PASSAGE SHOWN

===============

When I was sixteen or so, I read my first Bronte novel; it was, inevitably, Wuthering Heights.  The edition I (and all my fellow students at White Oaks) had wasn’t the Penguin edition but the US one, bought at the start of the year in the office where they sold books in high school.  It looked like this.  The reason I mention it isn’t because I liked the novel (I struggled with Joseph’s dialect and had to work at the novel’s structure, even though a convenient family tree was part of the introduction) but because of what was said about the author.  Especially what her sister, Charlotte, said about her* : “Stronger than a man, simpler than a child, her nature stood alone.”  Well, I thought, that’s an odd thing to say about someone who has written something so complex; but Emily’s general stoical nature (I seem to remember, but can’t find, something about her removing a nail or tooth or some such thing from her skin with utter calm) appealed to me.  And so did the instruction of Patrick Bronte, to Mrs. Gaskell, on her writing about Charlotte – “No quailing, no drawing back!”

And so it is with this blog – some might want me to draw back from writing about certain people, certain songs, and while a few – a very few – I am avoiding for my own sanity, the rest I can and will write about.  Indeed, I would be cheating myself if I skipped anything, especially since the very things that some might object to I didn’t hear in the US; and they are part of UK pop culture, whether UK pop culture is willing to admit this, or not.  Some might object to my writing about Jonathan King – in this case, about his smash hit “Johnny Reggae” (an NME #2) – and some others just might feel a little…uneasy.  All things considered, I can understand that; to this day, I have noticed, for instance, that chart shows (radio shows that go through charts of the past – Pick of the Pops, Double Top Twenty, etc.) always conveniently swerve around or contrive to avoid King’s works; I am not sure if this is a legal matter, a matter of taste, or something of the two combined.  As a man with a criminal past – of a sexual nature – I am not sure if the radio silence is some odd kind of shunning, a continuing punishment.

===============

SOURCE INFORMATION

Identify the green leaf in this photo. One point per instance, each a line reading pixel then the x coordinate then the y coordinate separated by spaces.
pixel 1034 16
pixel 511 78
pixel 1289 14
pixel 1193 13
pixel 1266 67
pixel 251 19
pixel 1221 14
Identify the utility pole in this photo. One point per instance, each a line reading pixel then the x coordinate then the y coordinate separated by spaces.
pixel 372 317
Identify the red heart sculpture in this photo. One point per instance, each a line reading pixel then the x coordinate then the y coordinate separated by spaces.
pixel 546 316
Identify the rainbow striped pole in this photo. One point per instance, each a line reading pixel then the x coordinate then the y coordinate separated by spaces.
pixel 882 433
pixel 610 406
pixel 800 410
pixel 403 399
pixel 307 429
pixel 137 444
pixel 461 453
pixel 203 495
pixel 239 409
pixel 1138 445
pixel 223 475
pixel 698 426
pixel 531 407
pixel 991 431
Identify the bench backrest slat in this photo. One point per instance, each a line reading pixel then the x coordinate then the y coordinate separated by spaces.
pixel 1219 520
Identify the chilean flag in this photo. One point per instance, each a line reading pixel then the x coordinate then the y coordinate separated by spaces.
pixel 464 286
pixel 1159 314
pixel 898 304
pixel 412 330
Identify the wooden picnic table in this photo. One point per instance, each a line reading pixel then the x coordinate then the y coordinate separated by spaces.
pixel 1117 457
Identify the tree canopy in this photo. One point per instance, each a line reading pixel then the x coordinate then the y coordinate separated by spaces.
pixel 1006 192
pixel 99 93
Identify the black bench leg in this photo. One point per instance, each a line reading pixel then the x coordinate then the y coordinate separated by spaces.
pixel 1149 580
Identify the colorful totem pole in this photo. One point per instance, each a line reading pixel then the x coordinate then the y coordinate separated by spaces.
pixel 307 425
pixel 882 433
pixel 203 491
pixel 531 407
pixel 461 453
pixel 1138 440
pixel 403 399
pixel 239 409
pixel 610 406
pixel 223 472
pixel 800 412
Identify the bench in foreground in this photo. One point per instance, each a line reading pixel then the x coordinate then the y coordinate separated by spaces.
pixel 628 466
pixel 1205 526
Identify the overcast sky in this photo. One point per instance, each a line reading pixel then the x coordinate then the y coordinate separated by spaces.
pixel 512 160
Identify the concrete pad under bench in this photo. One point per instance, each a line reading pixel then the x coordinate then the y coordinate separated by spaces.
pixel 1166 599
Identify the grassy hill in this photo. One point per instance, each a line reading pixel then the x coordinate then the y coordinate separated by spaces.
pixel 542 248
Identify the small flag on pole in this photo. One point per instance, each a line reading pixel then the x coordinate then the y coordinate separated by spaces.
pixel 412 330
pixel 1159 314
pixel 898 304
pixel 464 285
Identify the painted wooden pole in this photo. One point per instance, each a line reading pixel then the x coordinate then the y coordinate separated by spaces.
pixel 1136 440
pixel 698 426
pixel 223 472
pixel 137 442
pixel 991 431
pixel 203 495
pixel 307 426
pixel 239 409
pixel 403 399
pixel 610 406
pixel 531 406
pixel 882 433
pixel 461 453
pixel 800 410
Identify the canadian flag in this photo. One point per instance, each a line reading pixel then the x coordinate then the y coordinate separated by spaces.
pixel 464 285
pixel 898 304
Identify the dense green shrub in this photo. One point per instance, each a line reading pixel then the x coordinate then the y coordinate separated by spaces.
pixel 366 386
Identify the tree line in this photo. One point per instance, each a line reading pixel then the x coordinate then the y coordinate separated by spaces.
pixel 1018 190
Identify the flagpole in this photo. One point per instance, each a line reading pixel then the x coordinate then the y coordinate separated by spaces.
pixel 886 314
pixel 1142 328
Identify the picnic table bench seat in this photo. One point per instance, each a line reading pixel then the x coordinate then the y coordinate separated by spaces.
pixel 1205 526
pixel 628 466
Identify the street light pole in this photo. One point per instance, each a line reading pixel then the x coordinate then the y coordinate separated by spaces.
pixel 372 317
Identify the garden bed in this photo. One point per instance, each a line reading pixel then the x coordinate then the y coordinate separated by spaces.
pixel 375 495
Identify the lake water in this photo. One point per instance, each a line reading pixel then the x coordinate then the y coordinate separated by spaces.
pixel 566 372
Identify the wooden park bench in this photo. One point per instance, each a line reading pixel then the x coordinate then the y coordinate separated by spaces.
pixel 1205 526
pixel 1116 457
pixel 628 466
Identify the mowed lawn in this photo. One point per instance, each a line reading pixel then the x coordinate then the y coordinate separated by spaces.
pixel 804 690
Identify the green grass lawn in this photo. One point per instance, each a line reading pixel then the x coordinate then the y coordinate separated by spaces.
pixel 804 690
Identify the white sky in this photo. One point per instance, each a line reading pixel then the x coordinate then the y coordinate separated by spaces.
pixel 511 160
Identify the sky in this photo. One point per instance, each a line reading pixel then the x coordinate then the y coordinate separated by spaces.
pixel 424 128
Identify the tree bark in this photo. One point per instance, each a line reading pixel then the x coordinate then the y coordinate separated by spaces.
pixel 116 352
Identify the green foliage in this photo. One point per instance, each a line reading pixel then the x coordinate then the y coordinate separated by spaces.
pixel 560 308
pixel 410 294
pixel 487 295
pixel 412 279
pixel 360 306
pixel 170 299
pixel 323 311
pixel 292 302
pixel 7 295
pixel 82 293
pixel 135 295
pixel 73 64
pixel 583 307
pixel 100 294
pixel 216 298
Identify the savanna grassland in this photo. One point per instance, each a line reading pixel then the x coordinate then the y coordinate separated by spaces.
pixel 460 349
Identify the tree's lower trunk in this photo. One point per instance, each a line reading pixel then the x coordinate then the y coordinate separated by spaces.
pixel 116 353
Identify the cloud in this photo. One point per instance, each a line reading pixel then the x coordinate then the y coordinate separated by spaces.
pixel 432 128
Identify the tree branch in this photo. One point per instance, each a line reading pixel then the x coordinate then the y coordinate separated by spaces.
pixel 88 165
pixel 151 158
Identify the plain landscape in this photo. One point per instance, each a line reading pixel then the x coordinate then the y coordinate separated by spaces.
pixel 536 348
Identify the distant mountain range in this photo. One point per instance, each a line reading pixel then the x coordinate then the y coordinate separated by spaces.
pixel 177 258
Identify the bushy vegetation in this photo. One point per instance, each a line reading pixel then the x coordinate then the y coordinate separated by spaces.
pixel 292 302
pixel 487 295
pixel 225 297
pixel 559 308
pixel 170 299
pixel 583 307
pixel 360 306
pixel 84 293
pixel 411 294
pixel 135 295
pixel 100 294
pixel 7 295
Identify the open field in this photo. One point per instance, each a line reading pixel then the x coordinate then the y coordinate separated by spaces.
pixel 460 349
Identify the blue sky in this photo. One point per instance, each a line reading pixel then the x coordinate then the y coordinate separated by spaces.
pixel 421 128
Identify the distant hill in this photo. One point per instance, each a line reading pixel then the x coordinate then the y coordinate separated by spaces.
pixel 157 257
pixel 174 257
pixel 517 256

===============

PROBLEM TO WORK ON
Continue the blog post above about Emily Brontë and Jonathan King's "Johnny Reggae" from its final sentence.

RESULT OF THIS TASK
We are in the depths of something here, dear readers, that goes beyond the Void and into some kind of re-writing of history, as if songs like “Johnny Reggae” never happened in the first place, where the industry that King thrived in for a long time suddenly turned on him, in a way that looks a bit scapegoatish to me.  That he did time for terrible things is well-known; but then Phil Spector and Joe Meek’s productions still get played, and they both murdered someone, something far worse than what King did.  To an outsider like me, this is unfair; something like an aesthetic as well as a legal judgement has been wrought. 

This UK quailing and drawing back from what actually happened, what lots of people actually bought and danced to – because hey, I’m sure this was played at a lot of parties at the time – is a shame; this is a fine song, King’s foray into reggae, with one girl telling another about her fine fine boy, and how she’s so into him, and vice versa.  It’s just suggestive enough to be real, detailed enough so that you too can imagine how handsome and cool the guy is.  Not for one minute is it trying to be real reggae (the girls have Cockney accents) and if it was deemed a novelty at the time, well, it was a popular one, one written and produced by King, who had already had hit (“Everyone’s Gone To The Moon” from ‘65), named the band Genesis and helped them with their first album, and otherwise was one of the stars of King’s College in Cambridge in the mid-60s (along with fellow students at the time Nick Drake and Ian MacDonald; I’m not sure if they knew each other though)**.  King thus covers a lot of ground here, from prog rock to bubblegum, a man who could sense a trend or geist and get a hit – such as this one – with a kind of irreverence balanced with an actual understanding and love for pop. 
But the UK media has swept all this away under its figurative carpet; and so in the mosaic that is 70s pop, there are bits and pieces missing, because it cannot, for whatever reason, separate the person from their works, observe Larkin’s Law, and understand its past.  That sweeping has removed this song from pop currency, for all intents and purposes; and as a lot of you well know, this is not the first time I will have to deal with music that is unplayed, unknown by anyone under 40 or so, in this blog.  As uneasy as I know it will be for some, I will be trying to understand the 70s and how they were, and in this case how the UK deals, or doesn't, with those who have done their time and are all but outcasts, who were famous in the 70s and beyond and how they are seen (or rather not seen, not to mention not heard) now. 

Next up:  and so the legacy begins.  
            

*I realize that what Charlotte wrote might be an exaggerated or romanticized view of Emily’s character, but at sixteen I had no idea about this.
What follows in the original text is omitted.